▸ **YOUR OBJECTIVE**
Print the items below word for word, starting at the very first line and ending at the line containing "(1208, 352)", with that line included.

▸ **Coordinate labeling data**
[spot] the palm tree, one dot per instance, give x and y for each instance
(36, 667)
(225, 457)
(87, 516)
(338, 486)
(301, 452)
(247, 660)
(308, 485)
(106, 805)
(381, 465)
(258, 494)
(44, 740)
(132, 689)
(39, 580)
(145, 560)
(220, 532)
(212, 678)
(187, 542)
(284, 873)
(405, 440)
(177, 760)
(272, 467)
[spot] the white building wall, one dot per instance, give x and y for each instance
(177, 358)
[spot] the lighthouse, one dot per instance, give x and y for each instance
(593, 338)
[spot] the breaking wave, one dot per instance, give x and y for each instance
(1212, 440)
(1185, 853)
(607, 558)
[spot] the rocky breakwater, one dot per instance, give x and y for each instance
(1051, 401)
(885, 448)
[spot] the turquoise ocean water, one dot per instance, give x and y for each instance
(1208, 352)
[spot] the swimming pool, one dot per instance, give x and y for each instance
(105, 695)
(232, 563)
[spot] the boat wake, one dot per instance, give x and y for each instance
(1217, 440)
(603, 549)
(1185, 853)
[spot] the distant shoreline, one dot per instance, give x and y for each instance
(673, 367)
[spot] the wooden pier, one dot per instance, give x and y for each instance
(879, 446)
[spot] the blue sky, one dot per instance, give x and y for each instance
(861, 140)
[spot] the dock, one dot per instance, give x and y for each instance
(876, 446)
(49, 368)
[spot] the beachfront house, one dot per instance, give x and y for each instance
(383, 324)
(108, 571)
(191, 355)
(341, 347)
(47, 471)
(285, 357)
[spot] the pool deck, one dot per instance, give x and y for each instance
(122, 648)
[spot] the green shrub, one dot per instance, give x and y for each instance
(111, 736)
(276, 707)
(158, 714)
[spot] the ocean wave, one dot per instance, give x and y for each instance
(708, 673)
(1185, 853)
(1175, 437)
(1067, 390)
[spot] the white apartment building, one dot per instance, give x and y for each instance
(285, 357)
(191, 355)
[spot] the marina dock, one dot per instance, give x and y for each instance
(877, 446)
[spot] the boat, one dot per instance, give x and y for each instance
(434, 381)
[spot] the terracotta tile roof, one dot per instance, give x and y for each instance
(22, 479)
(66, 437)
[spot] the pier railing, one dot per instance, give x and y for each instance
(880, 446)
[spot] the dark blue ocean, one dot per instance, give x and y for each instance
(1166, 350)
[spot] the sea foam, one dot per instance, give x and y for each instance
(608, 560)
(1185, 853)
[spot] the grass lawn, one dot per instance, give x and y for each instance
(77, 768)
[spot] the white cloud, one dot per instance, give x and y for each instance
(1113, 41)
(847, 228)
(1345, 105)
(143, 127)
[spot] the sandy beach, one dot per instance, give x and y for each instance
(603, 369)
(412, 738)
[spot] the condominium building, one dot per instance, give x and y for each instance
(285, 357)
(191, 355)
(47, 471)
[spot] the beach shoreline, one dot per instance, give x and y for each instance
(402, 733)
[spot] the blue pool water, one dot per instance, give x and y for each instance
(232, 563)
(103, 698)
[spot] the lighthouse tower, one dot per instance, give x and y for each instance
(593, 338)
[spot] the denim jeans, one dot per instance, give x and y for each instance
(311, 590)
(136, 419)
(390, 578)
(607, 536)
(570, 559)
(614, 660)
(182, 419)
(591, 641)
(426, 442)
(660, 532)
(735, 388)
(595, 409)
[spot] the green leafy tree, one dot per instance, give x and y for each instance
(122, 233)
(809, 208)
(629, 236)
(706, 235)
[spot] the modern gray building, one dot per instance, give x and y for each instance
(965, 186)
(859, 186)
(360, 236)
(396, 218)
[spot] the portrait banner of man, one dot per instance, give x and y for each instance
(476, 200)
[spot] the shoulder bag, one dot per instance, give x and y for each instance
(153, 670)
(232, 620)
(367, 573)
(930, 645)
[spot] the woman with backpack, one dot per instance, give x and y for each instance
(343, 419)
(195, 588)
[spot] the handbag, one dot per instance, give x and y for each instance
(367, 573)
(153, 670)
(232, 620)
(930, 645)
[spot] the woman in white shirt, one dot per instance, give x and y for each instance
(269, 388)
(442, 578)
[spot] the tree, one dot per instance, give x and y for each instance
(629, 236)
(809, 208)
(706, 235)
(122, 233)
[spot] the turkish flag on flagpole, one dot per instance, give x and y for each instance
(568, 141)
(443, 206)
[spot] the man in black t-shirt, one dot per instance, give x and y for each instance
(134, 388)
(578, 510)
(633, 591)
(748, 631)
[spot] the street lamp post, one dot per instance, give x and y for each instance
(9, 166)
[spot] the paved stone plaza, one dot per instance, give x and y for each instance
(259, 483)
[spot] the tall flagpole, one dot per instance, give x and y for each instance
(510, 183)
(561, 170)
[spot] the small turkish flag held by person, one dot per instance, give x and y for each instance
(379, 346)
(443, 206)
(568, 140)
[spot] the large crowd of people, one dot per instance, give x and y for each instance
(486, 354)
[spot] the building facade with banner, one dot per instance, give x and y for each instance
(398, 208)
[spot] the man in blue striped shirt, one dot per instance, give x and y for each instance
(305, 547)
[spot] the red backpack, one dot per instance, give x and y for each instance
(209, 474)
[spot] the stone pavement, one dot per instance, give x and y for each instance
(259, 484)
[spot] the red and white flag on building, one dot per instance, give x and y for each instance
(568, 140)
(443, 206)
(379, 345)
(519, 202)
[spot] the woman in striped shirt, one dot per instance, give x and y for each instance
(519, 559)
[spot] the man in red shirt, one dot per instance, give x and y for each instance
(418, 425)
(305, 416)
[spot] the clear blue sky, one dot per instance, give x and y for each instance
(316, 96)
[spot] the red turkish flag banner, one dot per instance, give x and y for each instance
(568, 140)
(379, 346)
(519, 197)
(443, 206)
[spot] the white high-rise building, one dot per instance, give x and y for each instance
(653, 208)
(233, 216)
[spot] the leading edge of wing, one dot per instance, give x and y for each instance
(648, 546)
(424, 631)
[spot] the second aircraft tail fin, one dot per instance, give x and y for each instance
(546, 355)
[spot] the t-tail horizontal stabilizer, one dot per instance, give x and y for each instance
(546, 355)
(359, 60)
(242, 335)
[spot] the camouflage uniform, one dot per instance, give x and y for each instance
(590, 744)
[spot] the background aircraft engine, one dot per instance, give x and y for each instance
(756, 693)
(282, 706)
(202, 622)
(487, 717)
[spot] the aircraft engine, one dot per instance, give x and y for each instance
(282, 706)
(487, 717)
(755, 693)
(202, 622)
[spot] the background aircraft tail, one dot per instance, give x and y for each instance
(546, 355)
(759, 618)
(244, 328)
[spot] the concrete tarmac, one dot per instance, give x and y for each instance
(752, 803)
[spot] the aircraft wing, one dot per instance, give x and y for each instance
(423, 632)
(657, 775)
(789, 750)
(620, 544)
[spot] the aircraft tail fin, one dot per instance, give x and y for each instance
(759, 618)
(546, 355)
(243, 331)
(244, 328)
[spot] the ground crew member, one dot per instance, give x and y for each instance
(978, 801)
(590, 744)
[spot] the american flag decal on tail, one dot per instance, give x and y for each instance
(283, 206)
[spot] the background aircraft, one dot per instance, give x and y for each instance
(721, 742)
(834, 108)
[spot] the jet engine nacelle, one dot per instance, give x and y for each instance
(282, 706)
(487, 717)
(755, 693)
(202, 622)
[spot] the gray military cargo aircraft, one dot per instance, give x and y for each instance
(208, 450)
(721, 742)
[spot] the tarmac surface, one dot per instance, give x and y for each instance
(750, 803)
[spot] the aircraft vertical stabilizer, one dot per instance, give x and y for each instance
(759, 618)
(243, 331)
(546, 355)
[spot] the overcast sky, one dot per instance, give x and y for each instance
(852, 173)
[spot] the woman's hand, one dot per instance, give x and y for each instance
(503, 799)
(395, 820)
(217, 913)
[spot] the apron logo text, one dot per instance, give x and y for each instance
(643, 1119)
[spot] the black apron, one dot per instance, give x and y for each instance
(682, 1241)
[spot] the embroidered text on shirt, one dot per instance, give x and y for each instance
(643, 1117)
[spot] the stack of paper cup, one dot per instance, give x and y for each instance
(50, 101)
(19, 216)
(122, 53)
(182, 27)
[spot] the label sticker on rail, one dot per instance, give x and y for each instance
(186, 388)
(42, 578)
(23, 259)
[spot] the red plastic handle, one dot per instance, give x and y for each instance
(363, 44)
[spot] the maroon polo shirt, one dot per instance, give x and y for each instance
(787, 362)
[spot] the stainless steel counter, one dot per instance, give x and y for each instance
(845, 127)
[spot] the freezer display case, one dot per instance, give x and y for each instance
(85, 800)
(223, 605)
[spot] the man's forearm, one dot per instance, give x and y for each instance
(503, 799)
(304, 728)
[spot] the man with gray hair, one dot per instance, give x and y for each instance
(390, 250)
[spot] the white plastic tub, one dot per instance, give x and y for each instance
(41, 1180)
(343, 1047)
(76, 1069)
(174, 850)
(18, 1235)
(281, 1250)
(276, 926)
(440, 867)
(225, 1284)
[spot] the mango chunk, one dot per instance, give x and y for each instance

▸ **RESULT**
[spot] the palm tree, one dot per instance, give x and y for each instance
(36, 667)
(225, 457)
(87, 516)
(338, 486)
(301, 452)
(247, 660)
(308, 485)
(106, 805)
(381, 465)
(258, 494)
(44, 740)
(132, 689)
(39, 580)
(145, 560)
(220, 532)
(212, 678)
(187, 542)
(284, 873)
(405, 440)
(177, 760)
(272, 467)
[spot] the white building wall, one dot per instance, give x and y for each instance
(177, 358)
[spot] the lighthouse, one dot per instance, give x and y for each instance
(593, 338)
[spot] the breaking wave, one dot per instance, give x and y for each instance
(1212, 440)
(1185, 853)
(607, 558)
[spot] the rocky breakwater, one dot per instance, give x and y for each instance
(1051, 401)
(885, 448)
[spot] the turquoise ocean water, one dot per instance, give x and y for each instance
(1208, 352)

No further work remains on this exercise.